Exercise objective
Can you give every one of these entries again with "bounding boxes" switched to "rectangles" and all else unchanged?

"""

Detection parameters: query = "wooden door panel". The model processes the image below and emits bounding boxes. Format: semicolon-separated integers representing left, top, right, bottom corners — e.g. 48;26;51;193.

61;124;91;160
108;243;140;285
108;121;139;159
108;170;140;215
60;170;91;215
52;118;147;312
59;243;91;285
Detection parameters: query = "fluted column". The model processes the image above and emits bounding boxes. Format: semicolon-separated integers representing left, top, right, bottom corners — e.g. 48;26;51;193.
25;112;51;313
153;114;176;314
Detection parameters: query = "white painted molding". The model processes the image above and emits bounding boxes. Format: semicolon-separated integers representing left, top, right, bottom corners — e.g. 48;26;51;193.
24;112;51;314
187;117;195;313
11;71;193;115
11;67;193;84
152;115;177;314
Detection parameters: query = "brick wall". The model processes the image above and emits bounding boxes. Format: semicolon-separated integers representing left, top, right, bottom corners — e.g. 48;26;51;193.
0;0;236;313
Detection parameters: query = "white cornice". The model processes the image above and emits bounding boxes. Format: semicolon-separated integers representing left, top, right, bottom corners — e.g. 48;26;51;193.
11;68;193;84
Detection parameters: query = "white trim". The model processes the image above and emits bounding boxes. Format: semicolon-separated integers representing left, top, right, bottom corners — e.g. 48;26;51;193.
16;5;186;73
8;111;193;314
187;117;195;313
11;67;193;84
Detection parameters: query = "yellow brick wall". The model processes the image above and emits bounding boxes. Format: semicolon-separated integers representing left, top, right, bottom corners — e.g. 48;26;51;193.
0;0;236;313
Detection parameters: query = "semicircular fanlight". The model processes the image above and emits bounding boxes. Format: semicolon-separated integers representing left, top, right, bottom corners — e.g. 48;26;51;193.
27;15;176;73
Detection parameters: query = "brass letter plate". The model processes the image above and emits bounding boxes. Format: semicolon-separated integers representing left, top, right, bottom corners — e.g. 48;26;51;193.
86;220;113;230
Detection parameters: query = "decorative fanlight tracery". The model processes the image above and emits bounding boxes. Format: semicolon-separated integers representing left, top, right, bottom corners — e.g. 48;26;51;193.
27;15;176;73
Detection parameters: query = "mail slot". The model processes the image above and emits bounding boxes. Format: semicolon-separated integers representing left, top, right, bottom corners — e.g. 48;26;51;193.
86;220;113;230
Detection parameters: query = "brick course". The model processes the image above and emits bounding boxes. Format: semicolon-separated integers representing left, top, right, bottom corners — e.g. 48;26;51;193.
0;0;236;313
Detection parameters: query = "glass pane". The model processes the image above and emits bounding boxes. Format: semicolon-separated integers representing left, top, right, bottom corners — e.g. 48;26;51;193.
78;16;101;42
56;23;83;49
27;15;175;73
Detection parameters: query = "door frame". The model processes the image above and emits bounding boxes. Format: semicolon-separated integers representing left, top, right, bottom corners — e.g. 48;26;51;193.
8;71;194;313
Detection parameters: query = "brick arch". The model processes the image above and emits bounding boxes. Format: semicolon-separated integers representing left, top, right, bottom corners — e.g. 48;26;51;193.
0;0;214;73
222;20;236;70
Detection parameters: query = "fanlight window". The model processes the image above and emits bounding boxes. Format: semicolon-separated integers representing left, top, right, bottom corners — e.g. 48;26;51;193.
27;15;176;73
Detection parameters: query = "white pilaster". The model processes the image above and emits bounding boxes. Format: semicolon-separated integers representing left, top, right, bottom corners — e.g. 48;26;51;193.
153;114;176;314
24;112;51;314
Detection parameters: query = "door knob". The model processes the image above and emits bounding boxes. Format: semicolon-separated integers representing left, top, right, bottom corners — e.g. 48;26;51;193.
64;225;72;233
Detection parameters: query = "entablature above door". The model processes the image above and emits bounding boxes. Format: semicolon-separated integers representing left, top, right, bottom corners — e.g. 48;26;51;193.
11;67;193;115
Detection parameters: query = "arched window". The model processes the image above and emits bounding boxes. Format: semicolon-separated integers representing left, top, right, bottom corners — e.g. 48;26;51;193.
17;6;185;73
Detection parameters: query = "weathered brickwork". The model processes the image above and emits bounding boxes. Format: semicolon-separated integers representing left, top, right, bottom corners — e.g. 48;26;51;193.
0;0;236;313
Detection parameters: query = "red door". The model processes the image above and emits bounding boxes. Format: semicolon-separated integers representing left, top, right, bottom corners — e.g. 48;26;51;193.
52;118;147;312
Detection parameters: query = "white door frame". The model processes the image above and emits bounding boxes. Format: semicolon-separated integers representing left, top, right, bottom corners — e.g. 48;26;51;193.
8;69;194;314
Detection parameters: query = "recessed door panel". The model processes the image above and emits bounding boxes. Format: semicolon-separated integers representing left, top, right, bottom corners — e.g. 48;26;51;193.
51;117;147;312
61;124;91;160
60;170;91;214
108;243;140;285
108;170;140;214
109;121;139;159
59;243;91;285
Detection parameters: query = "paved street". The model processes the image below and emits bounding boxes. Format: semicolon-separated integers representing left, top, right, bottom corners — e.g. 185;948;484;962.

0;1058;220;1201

"""

Written solution
Detection parameters: query = "wooden door panel". The model processes the image below and emits rectangles. Format: semicolon-separated integers representing left, top, right, bottom corners — e.g. 48;26;51;193.

61;124;91;160
108;243;140;285
108;121;139;159
108;170;140;215
60;170;91;215
52;118;147;312
59;243;91;285
Detection parameters: query = "fluted column". The model processes the image above and emits rectangles. Format: semicolon-separated integers representing left, top, right, bottom corners — e.g. 48;26;51;193.
25;112;51;313
153;114;176;314
Detection parameters: query = "white painted molding". The model processes the image above and emits rectangles. Format: semicolon-separated integers representing left, top, right, bottom corners — e.g. 48;26;51;193.
24;112;51;314
187;117;195;313
11;71;193;115
11;67;193;84
152;115;177;314
Detection parameters: query = "brick wall". The model processes the image above and emits rectangles. Format: semicolon-separated integers representing left, top, right, bottom corners — e.g. 48;26;51;193.
0;0;236;313
Detection parameters: query = "white cornice". The model processes the image above and emits rectangles. Format: semicolon-separated integers representing left, top, right, bottom corners — e.g. 48;26;51;193.
11;68;193;84
Detection parameters: query = "white trim". The model processes the image above and emits rectangles. Format: semicolon-separated integers representing left, top, right, bottom corners — e.g. 48;26;51;193.
16;5;186;73
8;111;193;314
187;117;195;313
11;67;193;84
Detection parameters: query = "yellow brick wall". The model processes the image above and emits rectangles. Format: semicolon-separated integers representing left, top, right, bottom corners — e.g. 48;26;51;193.
0;0;236;313
Detection parameters: query = "semicircular fanlight". The model processes the image above and emits rectangles. Format: semicolon-separated integers representing left, top, right, bottom corners — e.g. 48;26;51;193.
27;15;176;73
Detection parameters: query = "brass letter plate". The model processes the image above and emits rectangles. Format: semicolon-separated integers representing left, top, right, bottom corners — e.g. 48;26;51;193.
86;220;113;230
Detection parameters: query = "decorative fanlight tracery". The model processes the image above and emits rectangles. Format: semicolon-separated integers representing left, top, right, bottom corners — e.g. 48;26;51;193.
27;15;176;73
Detection parameters: query = "mail slot". The model processes the image above and emits rectangles. Format: semicolon-separated integers representing left, top, right, bottom corners — e.g. 48;26;51;193.
86;220;113;230
Detection parameters: query = "brick course". The model processes the image above and emits rectangles. Format: semicolon-separated integers representing left, top, right, bottom corners — e.g. 48;26;51;193.
0;0;236;313
Detection parameters: query = "glass pane". The model processes the image above and emits rectangles. Format: semicolon-separated integers representing left, top, right, bottom corners — e.g. 48;26;51;193.
78;16;101;42
56;23;83;49
27;15;175;73
Detection parameters: query = "door frame". The model processes the image above and emits rectangles. Format: semicolon-separated integers representing left, top, right, bottom corners — e.g. 48;26;51;193.
8;71;194;313
Detection parameters: query = "brick arch". The model processes the image above and emits rectangles. Format: semicolon-separated integers representing left, top, right, bottom corners — e.g. 48;26;51;193.
0;0;214;73
222;20;236;70
Detection parameters: query = "fanlight window". The model processes the image above and emits rectangles. Format: semicolon-separated integers representing left, top, right, bottom corners — e.g. 48;26;51;193.
27;15;176;73
Detection parameters: query = "white pilaster". The model processes the image above and emits rectangles. Format: semicolon-separated integers representing left, top, right, bottom corners — e.g. 48;26;51;193.
153;114;176;314
24;112;51;314
Detection parameters: query = "door knob". The model processes the image above and emits rectangles. Format: semicolon-separated integers representing left, top, right, bottom corners — e.g. 48;26;51;193.
64;225;72;233
Detection parameters: query = "entablature above door". The model processes the image above and emits rectangles. Format: semicolon-separated integers representing left, top, right, bottom corners — e.g. 48;26;51;193.
11;67;193;115
Detection parameters: query = "arched window". The model processes the image above and emits rectangles. Format: semicolon-separated integers representing left, top, right, bottom corners — e.g. 48;26;51;193.
17;6;185;73
Detection parameters: query = "weathered brickwork". The model processes the image above and emits rectangles. Format: semicolon-separated integers representing left, top, right, bottom corners — e.g. 48;26;51;193.
0;0;236;313
Detection parameters: query = "red door". The model processes the image above and emits rectangles. Format: semicolon-separated integers representing left, top, right, bottom corners — e.g. 48;26;51;193.
52;118;147;312
Detection parameters: query = "white door frame". The model processes the image above and emits rectangles. Format: semicolon-separated integers representing left, top, right, bottom corners — e.g. 48;26;51;193.
8;69;194;314
Detection parameters: query = "recessed door panel". The model processes the image above and emits rectangles. Format: semicolon-separated integers representing left, top, right, bottom corners — e.g. 48;26;51;193.
51;117;147;312
61;124;91;160
60;170;91;214
108;243;140;285
108;170;140;214
109;121;139;159
59;243;91;285
Detection parameters: query = "paved street". The model processes the image below and emits rectangles. Format: semicolon-separated integers representing left, top, right, bottom corners — e.g. 185;948;484;962.

0;1058;220;1201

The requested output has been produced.